### TASK BRIEF
Write the next part of the forum thread excerpt, picking up right after its final line.

### DOCUMENT EXCERPT
Started by timpate, September 20, 2010, 07:56:24 PM


onan

Quote from: The General on June 30, 2015, 02:47:54 PM
I prefer them to be medium rare, actually.

For me, it is a choice between Argentine and Australian, but both rare.

yumyumtree

I'm at the Everett public library and there's a guy at a nearby computer talking to himself who sounds like the demon in the Exorcist. Pretty soon it looks like I may be making more money and can afford to have internet at home again.  That will be nice.

pate

I use this "app?" on my phone that allows me to write Memos to myself.  It is sort of my own personal Random Stupid Things thread.

So, today I am making a note to myself and discover that the last Memo entered was:

"String Cheese Theory"

Location identification items
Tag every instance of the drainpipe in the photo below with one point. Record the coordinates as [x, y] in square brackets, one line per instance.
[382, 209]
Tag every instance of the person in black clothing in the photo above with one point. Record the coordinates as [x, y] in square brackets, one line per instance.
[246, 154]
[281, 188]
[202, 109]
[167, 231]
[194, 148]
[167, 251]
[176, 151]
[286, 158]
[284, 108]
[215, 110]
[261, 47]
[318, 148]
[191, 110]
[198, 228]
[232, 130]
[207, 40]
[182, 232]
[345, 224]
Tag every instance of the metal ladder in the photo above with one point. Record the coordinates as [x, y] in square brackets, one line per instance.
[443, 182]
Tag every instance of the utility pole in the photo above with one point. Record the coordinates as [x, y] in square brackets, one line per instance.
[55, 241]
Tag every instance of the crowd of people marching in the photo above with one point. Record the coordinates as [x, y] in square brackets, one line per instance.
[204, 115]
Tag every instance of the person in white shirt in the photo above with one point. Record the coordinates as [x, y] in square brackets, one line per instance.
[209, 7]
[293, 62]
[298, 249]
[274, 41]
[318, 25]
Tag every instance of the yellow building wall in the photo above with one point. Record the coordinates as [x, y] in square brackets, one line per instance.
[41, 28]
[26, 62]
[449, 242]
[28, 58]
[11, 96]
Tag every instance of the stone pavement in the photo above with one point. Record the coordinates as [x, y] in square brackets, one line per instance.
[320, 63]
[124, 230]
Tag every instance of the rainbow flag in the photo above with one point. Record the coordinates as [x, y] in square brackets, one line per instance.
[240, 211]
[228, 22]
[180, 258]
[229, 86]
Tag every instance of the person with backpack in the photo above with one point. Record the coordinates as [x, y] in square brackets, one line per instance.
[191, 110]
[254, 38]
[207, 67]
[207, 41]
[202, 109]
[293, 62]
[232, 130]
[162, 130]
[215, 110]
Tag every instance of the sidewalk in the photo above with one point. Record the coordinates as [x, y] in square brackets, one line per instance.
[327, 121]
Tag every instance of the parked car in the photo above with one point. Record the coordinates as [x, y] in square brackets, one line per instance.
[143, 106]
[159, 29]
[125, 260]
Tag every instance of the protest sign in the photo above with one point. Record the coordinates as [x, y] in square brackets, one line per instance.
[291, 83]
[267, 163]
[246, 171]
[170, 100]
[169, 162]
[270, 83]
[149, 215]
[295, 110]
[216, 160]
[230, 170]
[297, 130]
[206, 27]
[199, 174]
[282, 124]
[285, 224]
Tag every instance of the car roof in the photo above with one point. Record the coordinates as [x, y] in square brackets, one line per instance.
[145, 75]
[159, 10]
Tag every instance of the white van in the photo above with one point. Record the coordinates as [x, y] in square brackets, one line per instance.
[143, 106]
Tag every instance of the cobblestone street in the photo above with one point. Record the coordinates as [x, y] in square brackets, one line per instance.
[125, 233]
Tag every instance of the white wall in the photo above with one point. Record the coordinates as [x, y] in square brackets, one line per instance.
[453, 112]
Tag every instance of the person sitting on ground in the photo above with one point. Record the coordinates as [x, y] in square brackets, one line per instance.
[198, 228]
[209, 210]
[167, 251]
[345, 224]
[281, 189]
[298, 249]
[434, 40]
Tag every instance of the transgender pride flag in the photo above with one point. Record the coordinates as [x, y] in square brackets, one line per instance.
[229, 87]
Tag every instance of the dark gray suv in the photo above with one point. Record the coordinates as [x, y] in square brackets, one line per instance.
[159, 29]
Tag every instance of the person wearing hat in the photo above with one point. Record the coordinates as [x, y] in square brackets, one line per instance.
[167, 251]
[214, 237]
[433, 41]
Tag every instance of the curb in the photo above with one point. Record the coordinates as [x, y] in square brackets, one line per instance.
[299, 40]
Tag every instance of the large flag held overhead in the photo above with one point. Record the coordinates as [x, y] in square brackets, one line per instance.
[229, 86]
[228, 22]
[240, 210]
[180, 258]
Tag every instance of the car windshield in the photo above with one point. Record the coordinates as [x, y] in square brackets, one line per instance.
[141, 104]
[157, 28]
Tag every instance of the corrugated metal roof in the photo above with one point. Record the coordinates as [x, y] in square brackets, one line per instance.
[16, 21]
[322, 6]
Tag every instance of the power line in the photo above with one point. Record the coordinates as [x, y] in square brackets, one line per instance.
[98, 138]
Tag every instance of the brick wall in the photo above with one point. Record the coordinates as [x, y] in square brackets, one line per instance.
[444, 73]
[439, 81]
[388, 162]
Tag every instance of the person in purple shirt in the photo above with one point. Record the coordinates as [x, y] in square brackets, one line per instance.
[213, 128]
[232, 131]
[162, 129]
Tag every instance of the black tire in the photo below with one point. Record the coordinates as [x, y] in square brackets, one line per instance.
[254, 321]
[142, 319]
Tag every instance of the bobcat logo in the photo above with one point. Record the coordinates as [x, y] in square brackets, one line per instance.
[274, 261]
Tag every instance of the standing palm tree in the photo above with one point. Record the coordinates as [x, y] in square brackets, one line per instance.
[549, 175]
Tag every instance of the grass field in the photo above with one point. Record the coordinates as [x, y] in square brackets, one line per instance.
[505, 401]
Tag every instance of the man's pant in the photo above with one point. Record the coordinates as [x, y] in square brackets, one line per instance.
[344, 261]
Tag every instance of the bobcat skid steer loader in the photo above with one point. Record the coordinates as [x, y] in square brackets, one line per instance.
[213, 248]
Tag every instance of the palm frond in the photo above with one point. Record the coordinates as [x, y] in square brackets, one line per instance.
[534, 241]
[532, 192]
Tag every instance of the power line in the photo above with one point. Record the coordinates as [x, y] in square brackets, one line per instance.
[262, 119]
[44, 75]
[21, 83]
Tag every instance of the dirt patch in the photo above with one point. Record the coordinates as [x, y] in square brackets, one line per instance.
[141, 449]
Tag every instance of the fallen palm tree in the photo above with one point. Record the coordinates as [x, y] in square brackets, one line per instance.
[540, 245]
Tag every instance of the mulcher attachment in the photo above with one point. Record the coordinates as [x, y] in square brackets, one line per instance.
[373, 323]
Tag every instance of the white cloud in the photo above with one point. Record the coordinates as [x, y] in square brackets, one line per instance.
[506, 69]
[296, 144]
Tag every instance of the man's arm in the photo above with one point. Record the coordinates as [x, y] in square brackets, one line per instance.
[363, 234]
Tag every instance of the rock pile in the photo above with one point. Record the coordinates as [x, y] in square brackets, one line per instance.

### EXERCISE OUTPUT
I have no recollection of entering this memo, in an effort to solve the mystery I have used Google-fu

Here are the, what I assume to be, relevant things I have thus far discovered:

http://en.illogicopedia.org/wiki/String_Cheese_Theory

https://answers.yahoo.com/question/index?qid=20080512100539AAWSa9M

https://answers.yahoo.com/question/index?qid=20090221215555AAPZHxQ

http://stringcheesetheory.weebly.com/

http://www.memecenter.com/fun/78155/String-Cheese-Theory

Not Sure, but I find that fourth link particularly disturbing...


edit:  I wonder if this subject has potential for either Art or RCH's new shows...

Quote from: yumyumtree on June 30, 2015, 08:15:04 PM
I'm at the Everett public library and there's a guy at a nearby computer talking to himself who sounds like the demon in the Exorcist. Pretty soon it looks like I may be making more money and can afford to have internet at home again.  That will be nice.

Captain Howdy††† has a library card. That's so darn cute.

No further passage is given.